### WHAT IS NEEDED
All entries are to be reproduced exactly; the pictures are to be omitted.

### EXTRACTED INFORMATION
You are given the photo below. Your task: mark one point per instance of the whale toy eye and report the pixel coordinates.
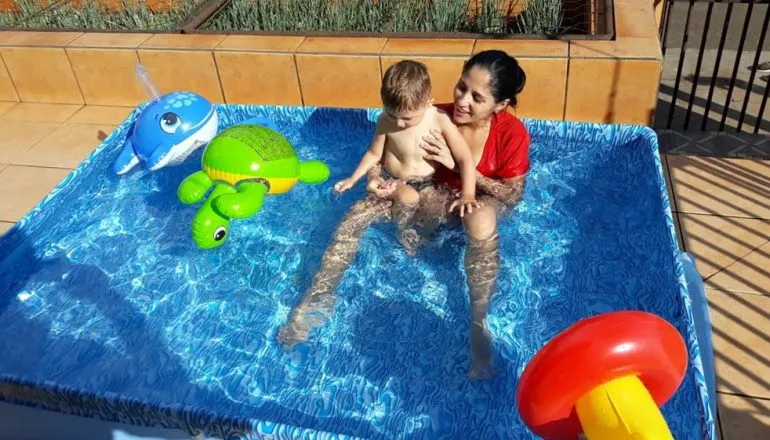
(170, 122)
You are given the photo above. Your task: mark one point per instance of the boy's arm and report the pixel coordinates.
(462, 155)
(373, 155)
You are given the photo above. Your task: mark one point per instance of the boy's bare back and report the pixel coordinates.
(403, 156)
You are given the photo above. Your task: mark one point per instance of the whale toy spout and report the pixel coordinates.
(171, 128)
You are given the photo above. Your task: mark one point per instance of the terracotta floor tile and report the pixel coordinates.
(749, 274)
(5, 226)
(744, 418)
(38, 112)
(97, 114)
(6, 106)
(66, 146)
(719, 242)
(667, 174)
(23, 188)
(741, 332)
(18, 137)
(733, 187)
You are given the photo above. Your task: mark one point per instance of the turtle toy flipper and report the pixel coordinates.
(194, 188)
(243, 204)
(313, 172)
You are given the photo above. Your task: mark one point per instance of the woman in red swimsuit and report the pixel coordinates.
(499, 142)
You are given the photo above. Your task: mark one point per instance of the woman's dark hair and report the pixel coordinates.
(506, 77)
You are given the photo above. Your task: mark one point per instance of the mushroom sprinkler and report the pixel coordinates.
(604, 377)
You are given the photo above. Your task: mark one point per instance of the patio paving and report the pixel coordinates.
(721, 205)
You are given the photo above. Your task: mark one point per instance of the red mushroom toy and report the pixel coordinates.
(604, 377)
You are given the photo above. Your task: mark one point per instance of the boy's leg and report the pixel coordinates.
(405, 202)
(433, 209)
(318, 303)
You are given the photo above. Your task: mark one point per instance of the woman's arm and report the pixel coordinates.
(461, 153)
(506, 191)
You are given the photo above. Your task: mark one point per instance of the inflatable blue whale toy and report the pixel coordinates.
(171, 128)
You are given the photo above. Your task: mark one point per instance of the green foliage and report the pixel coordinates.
(90, 14)
(542, 17)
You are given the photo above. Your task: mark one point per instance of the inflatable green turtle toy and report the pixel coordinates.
(242, 163)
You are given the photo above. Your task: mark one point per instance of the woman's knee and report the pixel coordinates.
(481, 223)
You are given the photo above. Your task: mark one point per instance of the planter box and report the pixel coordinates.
(581, 80)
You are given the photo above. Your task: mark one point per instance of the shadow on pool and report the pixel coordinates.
(143, 368)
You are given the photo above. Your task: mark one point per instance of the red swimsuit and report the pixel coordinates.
(506, 152)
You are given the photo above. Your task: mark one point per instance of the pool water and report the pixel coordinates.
(109, 310)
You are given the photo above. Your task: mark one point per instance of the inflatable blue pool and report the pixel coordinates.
(109, 310)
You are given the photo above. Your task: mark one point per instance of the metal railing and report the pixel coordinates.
(714, 61)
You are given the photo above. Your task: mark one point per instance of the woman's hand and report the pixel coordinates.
(465, 205)
(343, 185)
(380, 187)
(437, 150)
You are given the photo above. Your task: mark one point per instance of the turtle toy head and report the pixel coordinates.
(209, 228)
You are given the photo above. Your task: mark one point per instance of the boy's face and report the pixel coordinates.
(406, 118)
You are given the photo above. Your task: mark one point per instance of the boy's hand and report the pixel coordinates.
(437, 150)
(343, 185)
(381, 188)
(465, 205)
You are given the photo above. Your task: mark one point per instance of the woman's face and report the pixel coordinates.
(473, 99)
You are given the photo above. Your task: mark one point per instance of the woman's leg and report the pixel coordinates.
(318, 303)
(482, 263)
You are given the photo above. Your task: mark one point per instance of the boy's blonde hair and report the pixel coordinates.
(406, 86)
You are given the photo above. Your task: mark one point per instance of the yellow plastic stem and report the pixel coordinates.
(621, 409)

### REPLY
You are given the photo below. Your task: mark one point per instance of the whale toy eye and report the pixel coordinates.
(170, 122)
You are given the photo above. Your task: mark one point per instance of the boy's arm and report the pixel coordinates.
(462, 155)
(373, 155)
You are given the photo above. Your task: mark one point per instance of the boy's bare back and report the pixel coordinates.
(403, 156)
You are given the photo above. Your task: mark one point per instance of the whale toy spout and report the pixel coordinates.
(171, 128)
You are given the photo above. Your task: mark one point per instance of the terracotta floor tile and report the pixel coordinates.
(749, 274)
(5, 226)
(744, 418)
(38, 112)
(97, 114)
(6, 106)
(66, 146)
(719, 242)
(667, 174)
(23, 188)
(741, 332)
(18, 137)
(733, 187)
You are given the photo above. Your task: mark one point per instance of the turtle toy flipper and report the pixel coordinates.
(194, 188)
(243, 204)
(313, 172)
You are given the photo above. Your task: mark one point per instance of the woman in red swimsuit and report the pixel coordinates.
(499, 142)
You are given the photo above. Your task: mark one point per instance of the woman's dark hair and report the pixel coordinates.
(506, 77)
You are given the photo above. Your task: mark one point per instance of the mushroom sprinkler and report the pixel coordinates.
(604, 377)
You are given the photo above. Your task: mark one point per instance of the patio paving and report the pixel coordinates.
(721, 205)
You are given the photo above. Your task: mark one point per instance of the red mushroom toy and report the pixel coordinates.
(604, 377)
You are given the photo above. Your task: mark one point per instance of the boy's leg and report the pixel coordinates.
(405, 202)
(433, 209)
(318, 303)
You are given the photo above. Your task: mark one point per instance of the woman's arm and report the pixel coordinates.
(461, 153)
(506, 191)
You are given the photo above. Your task: mark one point per instance of the inflatable blue whale toy and report the pixel coordinates.
(171, 128)
You are given the photo above. Your task: mark one point per instance of the green foliage and report the pixel coordinates.
(90, 14)
(542, 17)
You are given the photo above. Your task: mark one point per instance of the inflatable green turtle toy and report the pixel coordinates.
(242, 163)
You are given the photo above. Your task: mark one point per instance of the woman's knee and report the pixel coordinates.
(481, 223)
You are given the photo above. Your task: mark one point per instance of the planter box and report the pixel coordinates.
(581, 80)
You are given the photo above. Your task: mark one point per instance of the shadow on pool and report the pixel coordinates.
(143, 368)
You are given the photo above. Your task: mark one point per instance of the red swimsuit and report the pixel coordinates.
(506, 152)
You are given the photo above. Your task: mark one point per instance of the pool water and report the pixel coordinates.
(109, 310)
You are given the photo above. Your task: mark one point per instance of the inflatable blue pool and report the pixel coordinates.
(109, 310)
You are given the photo above. Your task: mark one point per instance of the metal railing and report the pixel coordinates.
(714, 61)
You are given the photo above. Your task: mark one point per instance of the woman's hand and report the pixel coordinates.
(465, 205)
(343, 185)
(380, 187)
(437, 150)
You are given the photo above. Your task: mark one point per instance of the turtle toy head and report the pixel coordinates.
(209, 228)
You are given the photo above. Your task: mark one point per instance of the boy's face and report the pixel coordinates.
(406, 118)
You are given the photo above. Your task: mark one point per instance of the boy's hand and report the pixel coordinates.
(437, 150)
(343, 185)
(381, 188)
(465, 205)
You are given the photo above. Your task: mark one point per instance of the woman's face and report the pixel coordinates.
(473, 99)
You are given the photo above. Your task: mark one point per instance of the woman's leg and report the pixel coordinates.
(318, 303)
(482, 263)
You are given the photo above. Your task: mark one point per instance of the boy's blonde hair and report the pixel coordinates.
(406, 86)
You are given the photo above. Your task: mark one point per instance of the yellow plastic stem and report the pixel coordinates.
(621, 409)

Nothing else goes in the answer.